§ RECORDED DATA
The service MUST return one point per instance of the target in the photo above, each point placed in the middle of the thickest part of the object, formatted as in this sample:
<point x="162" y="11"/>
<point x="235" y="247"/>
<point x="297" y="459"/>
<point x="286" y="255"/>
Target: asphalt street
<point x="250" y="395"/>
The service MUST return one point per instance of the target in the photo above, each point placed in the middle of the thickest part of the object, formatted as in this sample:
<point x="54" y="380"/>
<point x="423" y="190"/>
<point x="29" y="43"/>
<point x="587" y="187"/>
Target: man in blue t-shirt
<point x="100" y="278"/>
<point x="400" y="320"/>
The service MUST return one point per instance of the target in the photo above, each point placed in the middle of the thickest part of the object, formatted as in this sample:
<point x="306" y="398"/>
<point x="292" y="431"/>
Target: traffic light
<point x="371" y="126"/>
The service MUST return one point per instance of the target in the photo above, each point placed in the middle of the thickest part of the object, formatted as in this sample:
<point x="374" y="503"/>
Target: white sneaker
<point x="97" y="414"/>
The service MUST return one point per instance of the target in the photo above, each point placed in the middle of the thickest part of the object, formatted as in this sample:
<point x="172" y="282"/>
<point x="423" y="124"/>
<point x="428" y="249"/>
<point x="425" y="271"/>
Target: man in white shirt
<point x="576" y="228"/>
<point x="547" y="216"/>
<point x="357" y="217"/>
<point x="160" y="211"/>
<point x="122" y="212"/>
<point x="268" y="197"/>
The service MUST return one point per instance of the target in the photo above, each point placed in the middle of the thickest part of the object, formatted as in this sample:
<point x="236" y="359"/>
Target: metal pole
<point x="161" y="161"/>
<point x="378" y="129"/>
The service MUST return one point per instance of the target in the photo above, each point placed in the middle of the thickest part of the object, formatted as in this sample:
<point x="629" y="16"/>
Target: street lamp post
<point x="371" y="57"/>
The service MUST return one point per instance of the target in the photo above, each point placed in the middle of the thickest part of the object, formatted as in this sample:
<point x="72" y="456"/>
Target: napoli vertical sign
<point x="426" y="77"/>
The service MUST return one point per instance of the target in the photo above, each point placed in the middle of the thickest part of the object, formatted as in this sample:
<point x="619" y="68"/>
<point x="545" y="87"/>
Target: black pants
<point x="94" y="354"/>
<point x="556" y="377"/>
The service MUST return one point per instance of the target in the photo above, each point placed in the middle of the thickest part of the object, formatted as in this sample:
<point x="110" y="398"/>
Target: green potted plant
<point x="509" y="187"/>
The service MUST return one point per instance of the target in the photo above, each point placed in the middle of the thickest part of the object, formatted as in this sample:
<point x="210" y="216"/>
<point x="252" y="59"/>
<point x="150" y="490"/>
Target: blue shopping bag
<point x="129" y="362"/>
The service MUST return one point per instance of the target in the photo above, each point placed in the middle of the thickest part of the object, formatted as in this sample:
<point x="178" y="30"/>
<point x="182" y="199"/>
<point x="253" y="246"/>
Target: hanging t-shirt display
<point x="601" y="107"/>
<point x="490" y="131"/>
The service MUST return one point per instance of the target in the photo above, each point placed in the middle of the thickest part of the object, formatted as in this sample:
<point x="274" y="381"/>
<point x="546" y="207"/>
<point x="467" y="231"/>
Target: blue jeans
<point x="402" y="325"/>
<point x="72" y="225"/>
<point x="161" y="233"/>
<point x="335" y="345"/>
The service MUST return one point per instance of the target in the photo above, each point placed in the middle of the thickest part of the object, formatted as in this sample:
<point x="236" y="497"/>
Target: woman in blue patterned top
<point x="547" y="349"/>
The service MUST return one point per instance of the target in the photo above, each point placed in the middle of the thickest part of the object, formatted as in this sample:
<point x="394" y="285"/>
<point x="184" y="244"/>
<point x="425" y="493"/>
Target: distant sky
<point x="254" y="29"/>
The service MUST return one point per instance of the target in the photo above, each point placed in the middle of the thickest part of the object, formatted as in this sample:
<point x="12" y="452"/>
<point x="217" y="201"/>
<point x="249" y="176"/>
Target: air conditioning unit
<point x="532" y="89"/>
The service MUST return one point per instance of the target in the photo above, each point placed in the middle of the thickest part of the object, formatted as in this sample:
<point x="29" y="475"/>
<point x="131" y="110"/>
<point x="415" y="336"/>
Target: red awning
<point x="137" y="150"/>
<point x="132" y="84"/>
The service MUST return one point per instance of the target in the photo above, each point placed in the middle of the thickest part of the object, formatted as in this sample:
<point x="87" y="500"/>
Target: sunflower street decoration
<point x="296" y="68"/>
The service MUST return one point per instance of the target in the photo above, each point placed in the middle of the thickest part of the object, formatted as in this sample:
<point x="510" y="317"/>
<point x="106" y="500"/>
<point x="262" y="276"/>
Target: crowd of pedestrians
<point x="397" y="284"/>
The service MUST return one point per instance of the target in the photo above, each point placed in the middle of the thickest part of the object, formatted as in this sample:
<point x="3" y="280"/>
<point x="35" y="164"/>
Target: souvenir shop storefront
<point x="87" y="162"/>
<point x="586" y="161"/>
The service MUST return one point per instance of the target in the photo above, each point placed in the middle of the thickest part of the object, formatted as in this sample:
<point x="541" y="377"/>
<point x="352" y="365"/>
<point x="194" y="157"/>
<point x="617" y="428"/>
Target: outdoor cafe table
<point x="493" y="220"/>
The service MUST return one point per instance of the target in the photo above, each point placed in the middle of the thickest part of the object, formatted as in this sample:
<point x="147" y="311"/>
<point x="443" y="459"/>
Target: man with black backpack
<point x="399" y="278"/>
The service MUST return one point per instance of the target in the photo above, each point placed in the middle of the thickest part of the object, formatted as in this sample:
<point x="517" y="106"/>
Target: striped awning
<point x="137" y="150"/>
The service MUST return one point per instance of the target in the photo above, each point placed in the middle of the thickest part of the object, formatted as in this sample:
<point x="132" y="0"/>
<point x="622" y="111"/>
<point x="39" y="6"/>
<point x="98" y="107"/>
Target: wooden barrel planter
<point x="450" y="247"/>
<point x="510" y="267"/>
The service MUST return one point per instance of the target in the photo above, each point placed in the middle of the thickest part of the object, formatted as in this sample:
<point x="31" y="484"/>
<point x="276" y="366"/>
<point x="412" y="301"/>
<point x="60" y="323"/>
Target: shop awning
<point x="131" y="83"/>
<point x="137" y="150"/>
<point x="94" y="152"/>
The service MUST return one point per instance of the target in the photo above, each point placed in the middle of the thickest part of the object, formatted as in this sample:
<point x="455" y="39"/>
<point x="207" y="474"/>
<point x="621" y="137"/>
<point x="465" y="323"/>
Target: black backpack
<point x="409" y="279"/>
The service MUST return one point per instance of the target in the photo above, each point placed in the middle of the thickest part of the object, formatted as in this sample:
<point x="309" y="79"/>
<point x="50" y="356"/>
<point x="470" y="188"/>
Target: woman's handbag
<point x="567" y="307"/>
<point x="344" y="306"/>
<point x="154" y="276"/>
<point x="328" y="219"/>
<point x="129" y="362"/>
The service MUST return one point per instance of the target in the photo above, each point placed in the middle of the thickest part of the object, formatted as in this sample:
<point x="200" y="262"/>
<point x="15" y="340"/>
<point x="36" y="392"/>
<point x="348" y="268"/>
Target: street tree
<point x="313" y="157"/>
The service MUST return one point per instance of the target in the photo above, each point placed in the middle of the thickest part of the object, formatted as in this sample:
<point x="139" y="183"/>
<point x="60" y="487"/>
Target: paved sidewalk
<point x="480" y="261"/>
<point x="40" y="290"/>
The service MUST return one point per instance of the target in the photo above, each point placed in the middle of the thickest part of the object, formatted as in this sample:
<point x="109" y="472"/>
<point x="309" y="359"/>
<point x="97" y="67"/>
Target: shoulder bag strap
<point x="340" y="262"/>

§ YOUR GOAL
Print the whole listing again, exactly.

§ THE OUTPUT
The service MUST return one point per instance of the target in the photo above, each point placed in the middle of the thickest part of the object, formatted as in this sample:
<point x="162" y="11"/>
<point x="235" y="247"/>
<point x="297" y="459"/>
<point x="286" y="255"/>
Target: asphalt street
<point x="250" y="395"/>
The service MUST return one point per instance of the target in the photo above, each point placed in the middle of the thickest part of the object, formatted as in this sample:
<point x="54" y="380"/>
<point x="423" y="190"/>
<point x="29" y="43"/>
<point x="587" y="187"/>
Target: man in blue t-shirt
<point x="100" y="278"/>
<point x="400" y="320"/>
The service MUST return one point per instance of the target in the photo above, each point placed in the middle of the thickest part of the object, formatted as in this sample:
<point x="306" y="398"/>
<point x="292" y="431"/>
Target: traffic light
<point x="371" y="126"/>
The service MUST return one point per instance of the target in the photo above, each point placed in the middle of the thickest part of the object, formatted as in this sample:
<point x="374" y="503"/>
Target: white sneaker
<point x="97" y="414"/>
The service MUST return one point per instance of the target in the photo above, each point placed in the middle of the thickest part of the object, formatted as in this sample:
<point x="172" y="282"/>
<point x="423" y="124"/>
<point x="428" y="249"/>
<point x="425" y="271"/>
Target: man in white shirt
<point x="576" y="228"/>
<point x="547" y="216"/>
<point x="357" y="217"/>
<point x="160" y="211"/>
<point x="122" y="212"/>
<point x="268" y="197"/>
The service MUST return one point per instance of the target in the photo above, each point placed in the middle of the thickest part of the object, formatted as in this sample:
<point x="236" y="359"/>
Target: metal pole
<point x="161" y="161"/>
<point x="378" y="129"/>
The service MUST return one point per instance of the target in the photo above, each point placed in the middle of the thickest part of the object, formatted as in this sample:
<point x="629" y="16"/>
Target: street lamp post
<point x="371" y="57"/>
The service MUST return one point per instance of the target in the photo above, each point placed in the middle of the thickest part of the object, formatted as in this sample:
<point x="72" y="456"/>
Target: napoli vertical sign
<point x="426" y="77"/>
The service MUST return one point per instance of the target in the photo above, each point placed in the middle of the thickest part of the object, formatted as in this sample:
<point x="619" y="68"/>
<point x="545" y="87"/>
Target: black pants
<point x="94" y="354"/>
<point x="556" y="377"/>
The service MUST return one point per instance of the target in the photo above, each point placed in the middle of the thickest part of the object, formatted as in this sample:
<point x="110" y="398"/>
Target: green potted plant
<point x="509" y="187"/>
The service MUST return one point per instance of the target in the photo above, each point placed in the middle of the thickest part of the object, formatted as in this sample:
<point x="210" y="216"/>
<point x="252" y="59"/>
<point x="150" y="490"/>
Target: blue shopping bag
<point x="129" y="362"/>
The service MUST return one point per instance of the target in the photo above, each point placed in the middle of the thickest part of the object, formatted as in this sample:
<point x="178" y="30"/>
<point x="182" y="199"/>
<point x="253" y="246"/>
Target: hanging t-shirt display
<point x="601" y="107"/>
<point x="490" y="131"/>
The service MUST return one point per instance of the target in the photo above, each point placed in the middle of the thickest part of the object, formatted as in this sample:
<point x="274" y="381"/>
<point x="546" y="207"/>
<point x="467" y="231"/>
Target: blue jeans
<point x="402" y="325"/>
<point x="72" y="225"/>
<point x="161" y="233"/>
<point x="335" y="345"/>
The service MUST return one point per instance of the target in the photo above, each point placed in the middle of the thickest part of the object, formatted as in this sample:
<point x="236" y="497"/>
Target: woman in blue patterned top
<point x="547" y="349"/>
The service MUST return one point per instance of the target in the photo above, each point placed in the middle of the thickest part of the object, formatted as in this sample:
<point x="394" y="285"/>
<point x="184" y="244"/>
<point x="425" y="493"/>
Target: distant sky
<point x="254" y="29"/>
The service MUST return one point per instance of the target in the photo above, each point placed in the middle of the thickest part of the object, formatted as in this sample:
<point x="12" y="452"/>
<point x="217" y="201"/>
<point x="249" y="176"/>
Target: air conditioning unit
<point x="532" y="89"/>
The service MUST return one point per instance of the target in the photo above, each point placed in the middle of the thickest part of the object, formatted as in this sample:
<point x="29" y="475"/>
<point x="131" y="110"/>
<point x="415" y="336"/>
Target: red awning
<point x="137" y="150"/>
<point x="132" y="84"/>
The service MUST return one point per instance of the target in the photo above, each point placed in the middle of the thickest part of the object, formatted as in this sample:
<point x="87" y="500"/>
Target: sunflower street decoration
<point x="296" y="68"/>
The service MUST return one point per instance of the target in the photo above, each point placed in the middle of the thickest part of the object, formatted as in this sample:
<point x="510" y="317"/>
<point x="106" y="500"/>
<point x="262" y="276"/>
Target: crowd of pedestrians
<point x="397" y="284"/>
The service MUST return one point per instance of the target in the photo above, each point placed in the middle of the thickest part of the object, formatted as in this sample:
<point x="3" y="280"/>
<point x="35" y="164"/>
Target: souvenir shop storefront
<point x="87" y="162"/>
<point x="586" y="161"/>
The service MUST return one point per instance of the target in the photo above, each point placed in the middle of the thickest part of the object, formatted as in this sample:
<point x="541" y="377"/>
<point x="352" y="365"/>
<point x="194" y="157"/>
<point x="617" y="428"/>
Target: outdoor cafe table
<point x="493" y="220"/>
The service MUST return one point per instance of the target in the photo above, each point placed in the middle of the thickest part of the object, formatted as in this sample:
<point x="147" y="311"/>
<point x="443" y="459"/>
Target: man with black backpack
<point x="399" y="278"/>
The service MUST return one point per instance of the target in the photo above, each point placed in the middle of the thickest part of the object, formatted as in this sample:
<point x="517" y="106"/>
Target: striped awning
<point x="137" y="150"/>
The service MUST return one point per instance of the target in the photo above, each point placed in the middle of the thickest part of the object, formatted as in this sample:
<point x="132" y="0"/>
<point x="622" y="111"/>
<point x="39" y="6"/>
<point x="98" y="107"/>
Target: wooden barrel planter
<point x="450" y="247"/>
<point x="510" y="267"/>
The service MUST return one point per instance of the target in the photo above, each point placed in the middle of the thickest part of the object, formatted as in this sample:
<point x="31" y="484"/>
<point x="276" y="366"/>
<point x="412" y="301"/>
<point x="60" y="323"/>
Target: shop awning
<point x="131" y="83"/>
<point x="137" y="150"/>
<point x="94" y="152"/>
The service MUST return one point per instance of the target in the photo above, each point placed in the middle of the thickest part of the object, formatted as in this sample:
<point x="455" y="39"/>
<point x="207" y="474"/>
<point x="621" y="137"/>
<point x="465" y="323"/>
Target: black backpack
<point x="409" y="279"/>
The service MUST return one point per instance of the target in the photo above, each point placed in the middle of the thickest part of the object, formatted as in this sample:
<point x="309" y="79"/>
<point x="50" y="356"/>
<point x="470" y="188"/>
Target: woman's handbag
<point x="567" y="307"/>
<point x="344" y="306"/>
<point x="154" y="276"/>
<point x="328" y="219"/>
<point x="129" y="362"/>
The service MUST return one point per instance of the target in the photo above, each point placed in the middle of the thickest part of the object, formatted as in this sample:
<point x="200" y="262"/>
<point x="15" y="340"/>
<point x="36" y="392"/>
<point x="348" y="268"/>
Target: street tree
<point x="313" y="157"/>
The service MUST return one point per instance of the target in the photo above, each point placed in the middle of the thickest part of the object, formatted as in this sample:
<point x="139" y="183"/>
<point x="60" y="487"/>
Target: paved sidewalk
<point x="480" y="261"/>
<point x="40" y="290"/>
The service MUST return one point per instance of the target in the photo above, each point placed in the middle of the thickest part of the object, formatted as in this sample:
<point x="109" y="472"/>
<point x="309" y="359"/>
<point x="97" y="67"/>
Target: shoulder bag strap
<point x="340" y="262"/>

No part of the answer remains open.